WORK TO COMPLETE:
Give back only the lines from the one with "Find the white" through the last line of the data, exactly as they appear.

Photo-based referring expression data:
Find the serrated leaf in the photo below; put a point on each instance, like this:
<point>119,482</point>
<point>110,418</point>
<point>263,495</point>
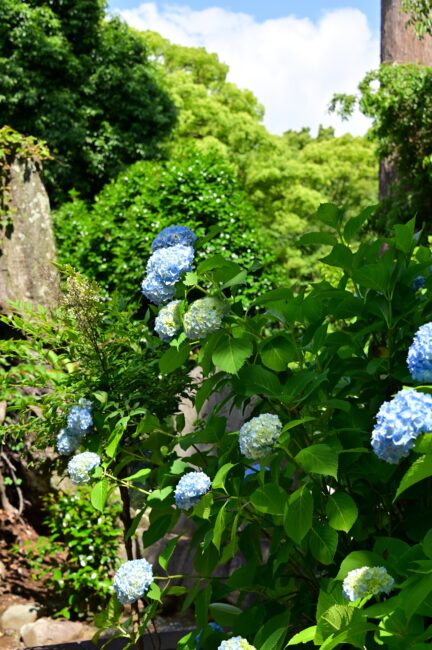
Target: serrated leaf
<point>342,511</point>
<point>230,354</point>
<point>99,494</point>
<point>323,542</point>
<point>419,470</point>
<point>318,459</point>
<point>298,514</point>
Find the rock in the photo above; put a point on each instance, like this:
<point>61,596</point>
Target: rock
<point>47,631</point>
<point>27,244</point>
<point>15,616</point>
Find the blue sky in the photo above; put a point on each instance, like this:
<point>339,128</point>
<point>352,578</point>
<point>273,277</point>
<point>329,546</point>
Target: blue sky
<point>293,54</point>
<point>263,9</point>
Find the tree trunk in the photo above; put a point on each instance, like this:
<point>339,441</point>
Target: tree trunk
<point>399,44</point>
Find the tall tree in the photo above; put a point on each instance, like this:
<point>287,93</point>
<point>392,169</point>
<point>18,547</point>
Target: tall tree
<point>400,43</point>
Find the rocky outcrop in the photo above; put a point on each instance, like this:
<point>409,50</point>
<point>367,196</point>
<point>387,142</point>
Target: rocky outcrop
<point>27,248</point>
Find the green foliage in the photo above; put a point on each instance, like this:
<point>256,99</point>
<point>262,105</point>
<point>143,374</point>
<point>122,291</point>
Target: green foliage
<point>77,560</point>
<point>82,83</point>
<point>398,99</point>
<point>197,190</point>
<point>320,503</point>
<point>286,177</point>
<point>420,16</point>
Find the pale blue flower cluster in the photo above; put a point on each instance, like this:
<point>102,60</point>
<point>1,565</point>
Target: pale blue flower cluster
<point>172,256</point>
<point>236,643</point>
<point>80,466</point>
<point>203,317</point>
<point>79,422</point>
<point>420,355</point>
<point>419,282</point>
<point>258,436</point>
<point>190,489</point>
<point>367,581</point>
<point>399,423</point>
<point>167,322</point>
<point>133,580</point>
<point>172,236</point>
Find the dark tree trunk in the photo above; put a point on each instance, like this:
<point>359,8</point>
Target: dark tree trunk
<point>399,44</point>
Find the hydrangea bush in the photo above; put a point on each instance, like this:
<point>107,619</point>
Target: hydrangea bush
<point>326,540</point>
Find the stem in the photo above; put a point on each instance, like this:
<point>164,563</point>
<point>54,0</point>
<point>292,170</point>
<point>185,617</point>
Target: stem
<point>127,522</point>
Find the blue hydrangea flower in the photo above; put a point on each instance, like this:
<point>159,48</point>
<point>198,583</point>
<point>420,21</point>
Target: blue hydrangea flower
<point>420,355</point>
<point>132,580</point>
<point>236,643</point>
<point>67,442</point>
<point>80,466</point>
<point>168,264</point>
<point>167,322</point>
<point>399,422</point>
<point>258,436</point>
<point>190,489</point>
<point>79,418</point>
<point>203,317</point>
<point>418,282</point>
<point>172,236</point>
<point>155,290</point>
<point>367,581</point>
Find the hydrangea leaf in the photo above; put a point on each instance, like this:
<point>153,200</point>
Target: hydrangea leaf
<point>319,459</point>
<point>419,470</point>
<point>230,354</point>
<point>341,511</point>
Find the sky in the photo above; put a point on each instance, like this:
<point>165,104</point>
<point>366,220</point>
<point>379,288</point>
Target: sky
<point>293,54</point>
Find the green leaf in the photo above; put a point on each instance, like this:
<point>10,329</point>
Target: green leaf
<point>404,236</point>
<point>318,459</point>
<point>323,542</point>
<point>224,614</point>
<point>329,214</point>
<point>269,499</point>
<point>230,354</point>
<point>342,511</point>
<point>305,636</point>
<point>354,224</point>
<point>298,514</point>
<point>219,479</point>
<point>99,494</point>
<point>272,634</point>
<point>142,473</point>
<point>276,353</point>
<point>154,592</point>
<point>419,470</point>
<point>219,526</point>
<point>173,359</point>
<point>317,238</point>
<point>165,555</point>
<point>340,256</point>
<point>255,380</point>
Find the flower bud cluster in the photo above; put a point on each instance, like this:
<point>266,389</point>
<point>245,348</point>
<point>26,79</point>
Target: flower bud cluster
<point>79,422</point>
<point>203,317</point>
<point>133,580</point>
<point>420,355</point>
<point>258,436</point>
<point>367,581</point>
<point>236,643</point>
<point>81,465</point>
<point>190,489</point>
<point>172,256</point>
<point>399,423</point>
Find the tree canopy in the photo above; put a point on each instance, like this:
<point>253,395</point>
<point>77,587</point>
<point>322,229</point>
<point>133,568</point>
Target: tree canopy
<point>82,82</point>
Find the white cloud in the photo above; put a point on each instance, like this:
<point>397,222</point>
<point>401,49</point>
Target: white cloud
<point>292,65</point>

EXPECTED ANSWER:
Find the white cloud in the photo above; put a point on each instance, like this:
<point>397,222</point>
<point>401,49</point>
Target: white cloud
<point>292,65</point>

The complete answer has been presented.